:: To-do item ::
Reproduce all of the material below word for word, leaving every character unchanged.

:: Data ::
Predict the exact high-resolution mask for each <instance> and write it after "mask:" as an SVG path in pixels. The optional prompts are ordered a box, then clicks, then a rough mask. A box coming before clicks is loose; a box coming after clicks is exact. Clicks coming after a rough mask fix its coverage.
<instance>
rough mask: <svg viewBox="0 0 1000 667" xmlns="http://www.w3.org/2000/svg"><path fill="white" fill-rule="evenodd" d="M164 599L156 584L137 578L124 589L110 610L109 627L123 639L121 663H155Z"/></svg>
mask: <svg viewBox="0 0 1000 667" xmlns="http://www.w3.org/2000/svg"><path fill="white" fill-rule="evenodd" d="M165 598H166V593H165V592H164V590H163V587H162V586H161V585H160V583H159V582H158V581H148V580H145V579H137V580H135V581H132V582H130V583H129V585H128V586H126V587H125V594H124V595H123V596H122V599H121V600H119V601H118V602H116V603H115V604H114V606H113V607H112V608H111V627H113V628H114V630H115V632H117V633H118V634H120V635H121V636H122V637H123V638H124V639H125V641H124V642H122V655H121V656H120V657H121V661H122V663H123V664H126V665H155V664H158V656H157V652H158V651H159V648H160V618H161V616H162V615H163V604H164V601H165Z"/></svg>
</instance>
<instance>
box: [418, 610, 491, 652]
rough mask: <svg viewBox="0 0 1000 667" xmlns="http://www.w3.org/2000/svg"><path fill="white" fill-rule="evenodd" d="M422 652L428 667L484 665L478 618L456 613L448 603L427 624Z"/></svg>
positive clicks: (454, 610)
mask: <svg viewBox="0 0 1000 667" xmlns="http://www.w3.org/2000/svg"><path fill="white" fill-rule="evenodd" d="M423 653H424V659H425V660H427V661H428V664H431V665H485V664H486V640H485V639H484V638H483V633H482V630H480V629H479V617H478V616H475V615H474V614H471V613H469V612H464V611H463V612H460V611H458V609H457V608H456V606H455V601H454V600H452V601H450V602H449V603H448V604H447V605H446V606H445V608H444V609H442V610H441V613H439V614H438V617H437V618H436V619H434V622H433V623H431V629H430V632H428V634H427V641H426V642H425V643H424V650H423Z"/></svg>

:: Task result ::
Predict the exact high-resolution mask for each <instance> and write it after "mask:" as an SVG path in pixels. The optional prompts are ordered a box, then clicks, then a rough mask. A box coming before clicks is loose; a box coming after clicks is exact. Clicks coming after a rough mask fix its coverage.
<instance>
rough mask: <svg viewBox="0 0 1000 667" xmlns="http://www.w3.org/2000/svg"><path fill="white" fill-rule="evenodd" d="M164 599L156 584L137 578L124 589L110 610L109 627L123 639L121 663H155Z"/></svg>
mask: <svg viewBox="0 0 1000 667" xmlns="http://www.w3.org/2000/svg"><path fill="white" fill-rule="evenodd" d="M165 598H166V593H165V592H164V590H163V587H162V586H161V585H160V583H159V582H158V581H148V580H145V579H137V580H135V581H132V582H130V583H129V585H128V586H126V587H125V594H124V595H123V596H122V599H121V600H119V601H118V602H116V603H115V604H114V606H113V607H112V608H111V627H113V628H114V630H115V632H117V633H118V634H120V635H121V636H122V637H123V638H124V639H125V641H124V642H122V655H121V656H120V657H121V661H122V663H123V664H126V665H155V664H158V656H157V652H158V651H159V648H160V618H161V616H162V615H163V604H164V601H165Z"/></svg>
</instance>
<instance>
box: [418, 610, 491, 652]
rough mask: <svg viewBox="0 0 1000 667" xmlns="http://www.w3.org/2000/svg"><path fill="white" fill-rule="evenodd" d="M422 652L428 667L484 665L478 618L456 613L448 603L427 624Z"/></svg>
positive clicks: (454, 610)
mask: <svg viewBox="0 0 1000 667" xmlns="http://www.w3.org/2000/svg"><path fill="white" fill-rule="evenodd" d="M423 653H424V659H425V660H427V661H428V664H431V665H485V664H486V640H485V639H484V638H483V633H482V630H480V629H479V617H478V616H475V615H474V614H471V613H469V612H464V611H463V612H460V611H458V609H457V608H456V606H455V601H454V600H452V601H450V602H449V603H448V604H447V605H446V606H445V608H444V609H442V610H441V613H439V614H438V617H437V618H436V619H434V622H433V623H431V629H430V632H428V634H427V641H426V642H425V643H424V650H423Z"/></svg>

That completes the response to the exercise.